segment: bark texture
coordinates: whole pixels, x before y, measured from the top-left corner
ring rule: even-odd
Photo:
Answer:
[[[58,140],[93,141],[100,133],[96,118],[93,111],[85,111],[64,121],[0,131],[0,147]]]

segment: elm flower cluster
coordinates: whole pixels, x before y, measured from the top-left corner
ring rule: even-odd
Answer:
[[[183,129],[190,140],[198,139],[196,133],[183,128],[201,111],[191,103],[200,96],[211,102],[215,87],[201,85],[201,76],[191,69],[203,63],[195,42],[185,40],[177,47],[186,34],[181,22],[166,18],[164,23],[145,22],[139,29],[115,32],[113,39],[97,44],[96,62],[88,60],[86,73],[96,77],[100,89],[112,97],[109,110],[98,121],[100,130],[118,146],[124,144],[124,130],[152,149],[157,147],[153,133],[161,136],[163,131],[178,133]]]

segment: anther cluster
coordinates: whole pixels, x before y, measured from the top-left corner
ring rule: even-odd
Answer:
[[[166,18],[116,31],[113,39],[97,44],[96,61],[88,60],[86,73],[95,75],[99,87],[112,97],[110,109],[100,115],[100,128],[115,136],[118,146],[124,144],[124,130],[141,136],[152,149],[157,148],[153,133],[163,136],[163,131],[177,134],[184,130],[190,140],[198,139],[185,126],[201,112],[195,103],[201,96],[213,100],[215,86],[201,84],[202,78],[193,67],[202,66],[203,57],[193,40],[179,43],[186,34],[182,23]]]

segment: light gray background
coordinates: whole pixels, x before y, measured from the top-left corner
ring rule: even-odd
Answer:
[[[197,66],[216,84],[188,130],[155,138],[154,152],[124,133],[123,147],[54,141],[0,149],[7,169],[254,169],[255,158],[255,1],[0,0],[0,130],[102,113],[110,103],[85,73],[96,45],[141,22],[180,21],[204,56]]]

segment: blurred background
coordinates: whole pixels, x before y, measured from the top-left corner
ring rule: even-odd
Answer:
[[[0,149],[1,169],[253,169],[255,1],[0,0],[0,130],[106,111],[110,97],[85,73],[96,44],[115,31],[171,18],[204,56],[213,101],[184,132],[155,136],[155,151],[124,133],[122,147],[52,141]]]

-- Work required --
Copy out, line for line, the stretch of the material from the line containing "segment: blurred background" through the end of the material.

-- Response to the task --
segment: blurred background
coordinates: whole pixels, x before y, measured from the top-left corner
ring rule: even-odd
Answer:
[[[0,149],[1,169],[253,169],[255,1],[0,0],[0,130],[106,111],[110,97],[85,73],[96,44],[115,31],[171,18],[204,56],[213,101],[184,132],[155,136],[155,151],[124,133],[122,147],[52,141]]]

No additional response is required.